2011年7月1日金曜日

ヨーゼフ・ハイドン 交響曲第95番ハ短調 Hob.I:95




ユーモアと剛毅な迫力




  最近ハイドンの交響曲が演奏会で取り上げられる頻度がかなり減ってしまったように思います。マーラーやブルックナー、そしてショスタコヴィッチのように演奏時間が長く重厚なイメージの交響曲がプログラムのメインを占め、もてはやされているのに比べると少々寂しい現状ですね。
  それはなぜなのでしょうか?ハイドンは交響曲の父と言われるように完成された交響曲のスタイルを最初に作った人です。そして104曲という他の作曲家とは比較にならない数の交響曲を世に送り出した人でもあります。しかし、現在ハイドンの交響曲の演奏は明らかにひとつの岐路に立たされているようです。

取り組む課題 ->
**1)** ハイドンの交響曲についての文章では、ハイドンが世に送り出した交響曲は何曲とされているか。
**2)** ハイドンの交響曲についての文章の続きを、最後の一文の後から書け。

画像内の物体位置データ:

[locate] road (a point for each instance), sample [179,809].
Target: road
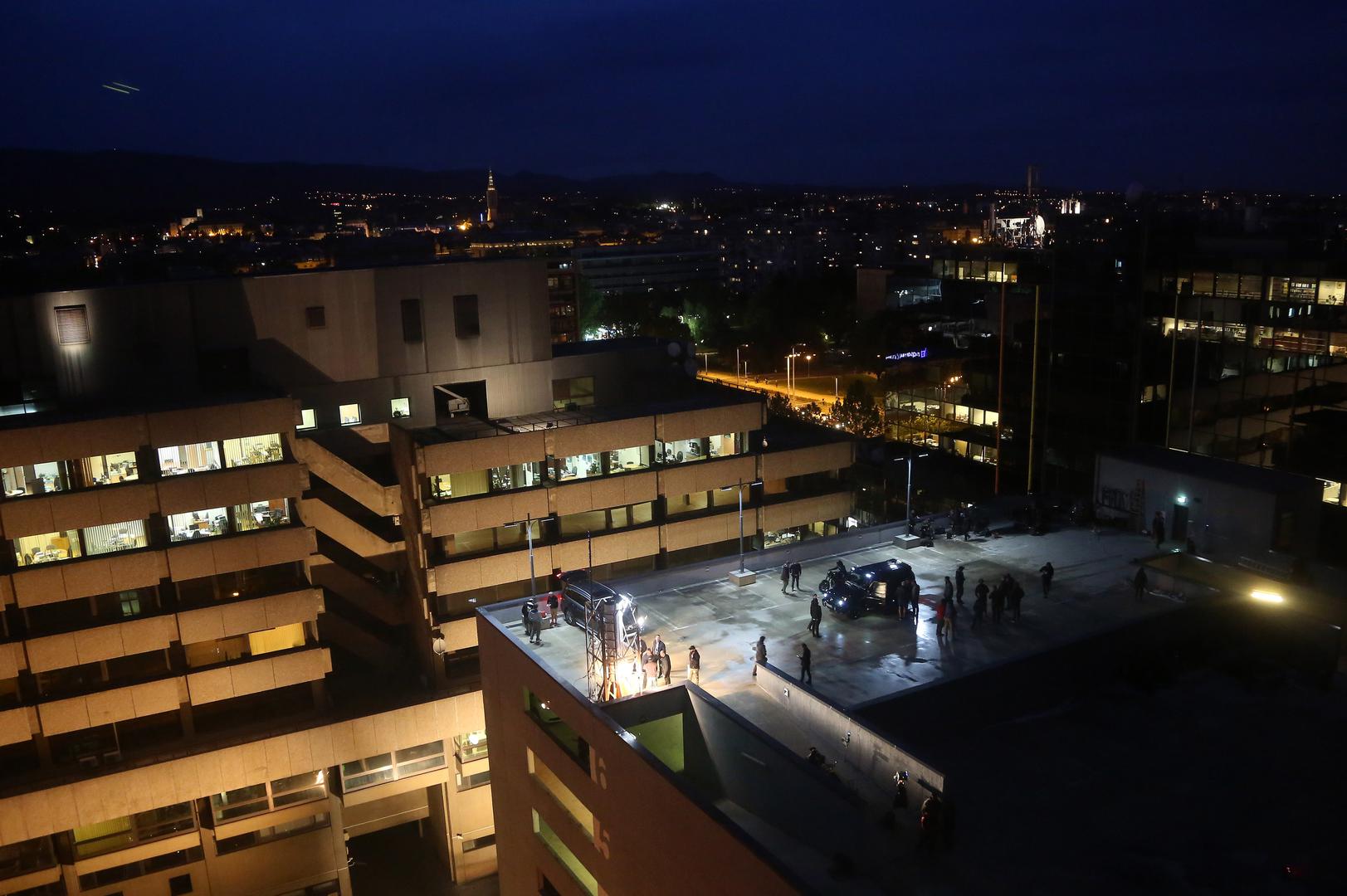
[799,397]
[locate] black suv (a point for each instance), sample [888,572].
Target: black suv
[865,589]
[578,589]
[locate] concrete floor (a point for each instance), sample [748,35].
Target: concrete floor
[875,656]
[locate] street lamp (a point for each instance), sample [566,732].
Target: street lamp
[910,457]
[529,533]
[743,576]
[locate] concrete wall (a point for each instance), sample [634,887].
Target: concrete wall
[633,799]
[864,756]
[1225,520]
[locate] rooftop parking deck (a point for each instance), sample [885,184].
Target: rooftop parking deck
[875,656]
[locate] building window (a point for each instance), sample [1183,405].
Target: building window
[261,515]
[577,391]
[558,790]
[578,466]
[473,844]
[45,548]
[189,458]
[36,479]
[627,460]
[108,469]
[240,647]
[264,798]
[411,321]
[253,449]
[466,322]
[129,830]
[95,880]
[562,734]
[270,835]
[114,537]
[197,524]
[564,856]
[73,325]
[387,767]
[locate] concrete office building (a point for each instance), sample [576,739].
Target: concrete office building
[218,659]
[659,792]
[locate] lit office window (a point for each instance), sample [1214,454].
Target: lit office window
[45,548]
[261,515]
[577,391]
[253,449]
[114,537]
[189,458]
[73,325]
[633,458]
[197,524]
[108,469]
[578,466]
[36,479]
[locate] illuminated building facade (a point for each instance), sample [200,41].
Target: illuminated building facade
[236,611]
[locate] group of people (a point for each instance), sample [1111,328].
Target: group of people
[534,620]
[534,617]
[656,663]
[1005,596]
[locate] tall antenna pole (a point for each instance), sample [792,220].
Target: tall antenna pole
[1033,384]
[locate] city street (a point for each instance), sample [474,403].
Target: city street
[875,656]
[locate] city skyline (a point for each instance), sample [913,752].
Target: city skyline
[862,96]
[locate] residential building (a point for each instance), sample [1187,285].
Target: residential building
[236,631]
[668,788]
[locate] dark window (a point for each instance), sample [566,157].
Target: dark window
[411,321]
[73,325]
[466,324]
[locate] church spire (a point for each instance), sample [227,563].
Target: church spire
[490,198]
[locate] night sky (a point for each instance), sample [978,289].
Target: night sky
[1098,93]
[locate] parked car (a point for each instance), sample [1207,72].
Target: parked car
[865,589]
[578,591]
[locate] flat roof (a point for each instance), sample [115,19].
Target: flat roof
[1215,469]
[465,429]
[135,405]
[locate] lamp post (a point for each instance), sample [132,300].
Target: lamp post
[743,576]
[529,533]
[910,457]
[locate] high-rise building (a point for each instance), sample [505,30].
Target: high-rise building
[246,523]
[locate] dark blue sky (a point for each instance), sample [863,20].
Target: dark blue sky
[1100,93]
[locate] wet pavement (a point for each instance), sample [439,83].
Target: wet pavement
[875,656]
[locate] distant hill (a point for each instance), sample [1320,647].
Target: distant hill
[114,181]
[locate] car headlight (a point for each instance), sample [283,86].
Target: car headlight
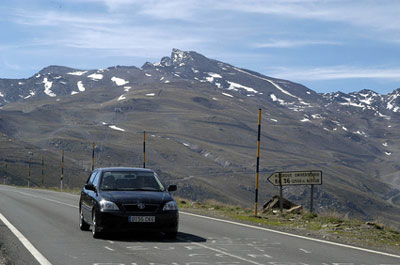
[170,206]
[108,206]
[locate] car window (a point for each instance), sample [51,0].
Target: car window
[130,180]
[96,179]
[92,176]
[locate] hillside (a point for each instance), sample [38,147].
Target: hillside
[200,116]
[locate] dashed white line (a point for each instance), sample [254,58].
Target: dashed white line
[305,251]
[108,248]
[293,235]
[28,245]
[222,252]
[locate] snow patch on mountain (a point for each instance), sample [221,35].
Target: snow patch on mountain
[119,81]
[276,86]
[227,95]
[80,86]
[116,128]
[235,87]
[95,76]
[47,87]
[77,73]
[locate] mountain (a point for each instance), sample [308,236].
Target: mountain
[200,116]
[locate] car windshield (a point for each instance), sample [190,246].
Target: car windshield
[130,181]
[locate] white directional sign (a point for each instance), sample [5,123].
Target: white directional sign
[296,178]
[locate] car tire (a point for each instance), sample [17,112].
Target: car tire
[82,224]
[95,229]
[171,235]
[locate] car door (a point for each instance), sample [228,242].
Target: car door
[87,197]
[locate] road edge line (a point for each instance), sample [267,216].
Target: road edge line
[28,245]
[293,235]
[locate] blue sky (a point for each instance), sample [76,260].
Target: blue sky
[327,45]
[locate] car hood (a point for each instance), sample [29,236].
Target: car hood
[135,197]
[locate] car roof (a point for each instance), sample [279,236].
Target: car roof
[125,169]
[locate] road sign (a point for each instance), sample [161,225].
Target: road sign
[296,178]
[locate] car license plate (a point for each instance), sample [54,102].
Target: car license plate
[142,219]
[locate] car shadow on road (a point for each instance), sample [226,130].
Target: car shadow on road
[153,237]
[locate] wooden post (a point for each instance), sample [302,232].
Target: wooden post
[29,174]
[93,148]
[42,170]
[258,163]
[144,149]
[280,192]
[312,198]
[62,170]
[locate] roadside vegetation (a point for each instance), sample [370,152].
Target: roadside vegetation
[331,226]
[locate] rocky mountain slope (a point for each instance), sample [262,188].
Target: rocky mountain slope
[200,116]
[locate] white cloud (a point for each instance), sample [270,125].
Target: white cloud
[381,15]
[337,72]
[293,43]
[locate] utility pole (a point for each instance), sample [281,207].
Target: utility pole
[258,162]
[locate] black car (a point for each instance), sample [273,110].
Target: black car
[131,199]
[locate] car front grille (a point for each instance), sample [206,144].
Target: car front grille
[137,208]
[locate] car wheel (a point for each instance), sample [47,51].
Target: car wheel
[95,229]
[171,235]
[82,224]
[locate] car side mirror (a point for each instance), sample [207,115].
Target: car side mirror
[90,186]
[172,188]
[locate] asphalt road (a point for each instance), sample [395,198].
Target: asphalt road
[48,225]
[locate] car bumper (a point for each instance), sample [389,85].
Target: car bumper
[164,222]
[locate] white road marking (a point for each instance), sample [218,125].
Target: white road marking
[28,245]
[254,227]
[293,235]
[305,251]
[222,252]
[108,248]
[50,200]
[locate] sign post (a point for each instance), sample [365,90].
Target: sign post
[62,170]
[312,178]
[258,162]
[144,149]
[42,170]
[93,147]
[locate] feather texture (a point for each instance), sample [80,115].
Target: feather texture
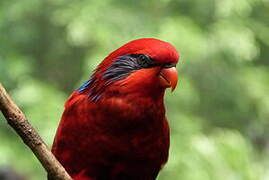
[114,126]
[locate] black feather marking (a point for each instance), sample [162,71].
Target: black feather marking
[84,86]
[121,68]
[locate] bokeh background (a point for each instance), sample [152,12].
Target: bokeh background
[219,114]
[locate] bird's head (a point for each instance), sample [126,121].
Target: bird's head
[145,66]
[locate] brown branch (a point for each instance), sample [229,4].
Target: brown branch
[17,120]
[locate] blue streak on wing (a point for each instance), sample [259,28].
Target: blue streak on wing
[84,86]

課題への解答 ->
**1)** 104曲。

**2)**
 その大きな問題は演奏スタイルにあるのではないでしょうか?ハイドンの交響曲は1970年代まではモダン楽器のスケールが大きく豊かで硬質な響きの演奏が主流でした。思い出すだけでもワルター、シューリヒト、ベーム、クレンペラー、ヨッフム、バーンスタイン、カラヤン、セル等、それぞれに味わい深い魅力的な演奏がたくさんありました。しかし、1980年代以降はオリジナル楽器が台頭し、新鮮な音色と爽やかでスッキリと引き締まった造型スタイルが一世を風靡するようになったのです。特にハイドンの交響曲はこぞってオリジナル楽器の演奏が録音され、演奏されるようになりました。つまり、この10年の間でハイドンの交響曲の演奏は大きく様変わりしたのです。

  それはベートーヴェンやモーツァルトの演奏も例外ではありません。ただ、両者の場合はハイドンほど顕著ではなく、モダン楽器、オリジナル楽器の双方でいい演奏は現在も聴かれるのです。しかし、ハイドンの場合はほぼオリジナル楽器が大多数を占めるような状況になったのです。これまでの密度が濃くがっちりしていて剛毅な演奏はあまり聴けなくなりました。

 表面的な体裁はモーツァルトに似ているようにも思われますが、性格、音楽性はまったく違うと言っていいでしょう。モーツァルトでは良いと思われる表現もハイドンでは駄目な場合がよくあります。オリジナル楽器での演奏は爽やかで新鮮かもしれませんが、時として薄味に陥ってしまう恐れは充分にあるわけです。ある意味、曲の本当の魅力から遠ざかってしまうことが怖いことではないでしょうか。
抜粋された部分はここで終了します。